--- start of GIVEN INFORMATION ---

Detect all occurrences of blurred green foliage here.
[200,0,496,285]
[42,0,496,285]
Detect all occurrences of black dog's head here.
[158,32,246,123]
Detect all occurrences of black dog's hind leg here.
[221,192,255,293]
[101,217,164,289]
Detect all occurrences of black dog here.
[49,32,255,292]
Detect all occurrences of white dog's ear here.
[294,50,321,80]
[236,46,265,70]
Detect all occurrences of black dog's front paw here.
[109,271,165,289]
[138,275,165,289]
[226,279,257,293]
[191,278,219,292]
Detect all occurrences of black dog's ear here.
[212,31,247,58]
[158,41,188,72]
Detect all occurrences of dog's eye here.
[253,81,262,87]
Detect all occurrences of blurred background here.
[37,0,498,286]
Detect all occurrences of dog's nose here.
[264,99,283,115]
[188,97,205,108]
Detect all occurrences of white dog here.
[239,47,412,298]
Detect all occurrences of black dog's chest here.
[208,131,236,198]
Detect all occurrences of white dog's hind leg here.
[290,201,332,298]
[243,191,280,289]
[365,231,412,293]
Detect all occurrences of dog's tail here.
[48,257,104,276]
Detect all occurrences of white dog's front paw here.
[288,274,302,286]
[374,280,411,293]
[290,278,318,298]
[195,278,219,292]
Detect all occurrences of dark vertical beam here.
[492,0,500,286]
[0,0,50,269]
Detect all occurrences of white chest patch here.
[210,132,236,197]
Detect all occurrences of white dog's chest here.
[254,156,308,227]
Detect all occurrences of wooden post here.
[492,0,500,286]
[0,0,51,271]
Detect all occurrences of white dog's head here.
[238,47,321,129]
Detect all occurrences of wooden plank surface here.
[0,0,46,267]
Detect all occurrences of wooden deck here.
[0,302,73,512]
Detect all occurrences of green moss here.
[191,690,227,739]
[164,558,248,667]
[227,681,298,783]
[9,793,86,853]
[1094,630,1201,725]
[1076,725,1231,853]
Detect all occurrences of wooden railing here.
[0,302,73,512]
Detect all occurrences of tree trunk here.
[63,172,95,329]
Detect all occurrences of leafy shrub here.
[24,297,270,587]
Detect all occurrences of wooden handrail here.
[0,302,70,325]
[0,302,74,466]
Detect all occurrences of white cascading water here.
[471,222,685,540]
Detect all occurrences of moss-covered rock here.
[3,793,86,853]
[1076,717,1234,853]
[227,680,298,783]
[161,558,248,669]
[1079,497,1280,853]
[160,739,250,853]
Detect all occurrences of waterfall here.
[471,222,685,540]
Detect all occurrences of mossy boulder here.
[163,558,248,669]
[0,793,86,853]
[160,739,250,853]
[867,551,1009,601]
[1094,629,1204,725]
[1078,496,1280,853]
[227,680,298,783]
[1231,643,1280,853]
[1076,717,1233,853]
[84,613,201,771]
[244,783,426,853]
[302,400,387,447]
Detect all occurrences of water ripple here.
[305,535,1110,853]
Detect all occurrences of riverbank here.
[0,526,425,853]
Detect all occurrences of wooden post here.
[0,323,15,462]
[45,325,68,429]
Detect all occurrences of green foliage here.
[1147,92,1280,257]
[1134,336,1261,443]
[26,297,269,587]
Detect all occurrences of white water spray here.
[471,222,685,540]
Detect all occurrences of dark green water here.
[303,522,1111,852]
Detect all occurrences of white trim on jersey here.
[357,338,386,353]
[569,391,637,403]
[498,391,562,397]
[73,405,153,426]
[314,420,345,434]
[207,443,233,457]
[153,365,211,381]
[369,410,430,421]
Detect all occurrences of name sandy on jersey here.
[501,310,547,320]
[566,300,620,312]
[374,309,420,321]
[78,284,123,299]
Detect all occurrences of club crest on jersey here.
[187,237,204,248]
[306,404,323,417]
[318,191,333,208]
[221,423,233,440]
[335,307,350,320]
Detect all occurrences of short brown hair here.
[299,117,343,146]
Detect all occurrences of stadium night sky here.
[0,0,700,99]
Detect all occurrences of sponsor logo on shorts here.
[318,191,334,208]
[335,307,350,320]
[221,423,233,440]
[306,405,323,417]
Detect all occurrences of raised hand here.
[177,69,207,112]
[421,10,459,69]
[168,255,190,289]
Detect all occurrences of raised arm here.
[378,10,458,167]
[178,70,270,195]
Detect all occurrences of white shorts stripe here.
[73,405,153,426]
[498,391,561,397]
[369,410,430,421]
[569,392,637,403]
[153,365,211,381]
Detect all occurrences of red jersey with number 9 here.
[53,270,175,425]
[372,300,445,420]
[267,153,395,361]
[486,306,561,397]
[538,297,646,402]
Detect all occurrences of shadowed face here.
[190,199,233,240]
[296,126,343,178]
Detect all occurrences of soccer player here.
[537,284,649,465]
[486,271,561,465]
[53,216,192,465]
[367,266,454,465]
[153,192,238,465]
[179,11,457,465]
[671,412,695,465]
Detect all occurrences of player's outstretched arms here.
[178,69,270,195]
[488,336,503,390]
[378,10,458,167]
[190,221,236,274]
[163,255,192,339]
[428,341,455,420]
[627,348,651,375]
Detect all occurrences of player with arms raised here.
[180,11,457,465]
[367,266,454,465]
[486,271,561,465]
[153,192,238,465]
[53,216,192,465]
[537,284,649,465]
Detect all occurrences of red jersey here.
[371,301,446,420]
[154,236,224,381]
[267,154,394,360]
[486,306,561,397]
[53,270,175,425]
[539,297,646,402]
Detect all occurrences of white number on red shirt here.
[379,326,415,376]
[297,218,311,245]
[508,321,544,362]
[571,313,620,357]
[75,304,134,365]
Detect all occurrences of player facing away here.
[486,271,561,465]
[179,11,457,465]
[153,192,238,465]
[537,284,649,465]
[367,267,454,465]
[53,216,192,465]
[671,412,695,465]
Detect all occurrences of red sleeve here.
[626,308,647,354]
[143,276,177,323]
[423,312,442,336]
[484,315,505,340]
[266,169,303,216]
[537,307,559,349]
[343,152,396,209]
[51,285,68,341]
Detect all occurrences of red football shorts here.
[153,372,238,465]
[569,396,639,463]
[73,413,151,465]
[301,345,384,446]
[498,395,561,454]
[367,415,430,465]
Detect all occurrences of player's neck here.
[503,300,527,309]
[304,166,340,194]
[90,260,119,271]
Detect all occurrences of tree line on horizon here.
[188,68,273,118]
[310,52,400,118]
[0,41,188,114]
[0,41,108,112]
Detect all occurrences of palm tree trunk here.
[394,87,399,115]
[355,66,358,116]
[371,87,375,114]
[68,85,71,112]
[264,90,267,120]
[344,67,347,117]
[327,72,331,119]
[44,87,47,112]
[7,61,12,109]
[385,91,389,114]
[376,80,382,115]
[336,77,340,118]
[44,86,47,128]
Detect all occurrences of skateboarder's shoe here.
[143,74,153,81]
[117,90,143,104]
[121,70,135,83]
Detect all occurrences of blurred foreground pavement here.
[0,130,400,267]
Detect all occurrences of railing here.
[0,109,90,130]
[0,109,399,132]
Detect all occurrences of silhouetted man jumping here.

--- end of GIVEN INFORMATION ---

GOAL OF THE EXERCISE: Copy out the lines from the one that contains "Detect all occurrences of white shorts" through the one that contains "[538,297,646,402]", multiplying every box coordinate by 0.85 and rounding to whole numbers, halves up. Leave all other text in those lines unchanged.

RESULT OF THE TASK:
Detect all occurrences of white shorts stripe here.
[62,344,130,362]
[423,332,477,337]
[314,349,366,358]
[484,333,541,343]
[130,310,179,324]
Detect all occurrences of red jersey with number 9 here.
[45,230,149,361]
[316,255,378,357]
[227,130,336,307]
[413,260,477,337]
[457,252,549,342]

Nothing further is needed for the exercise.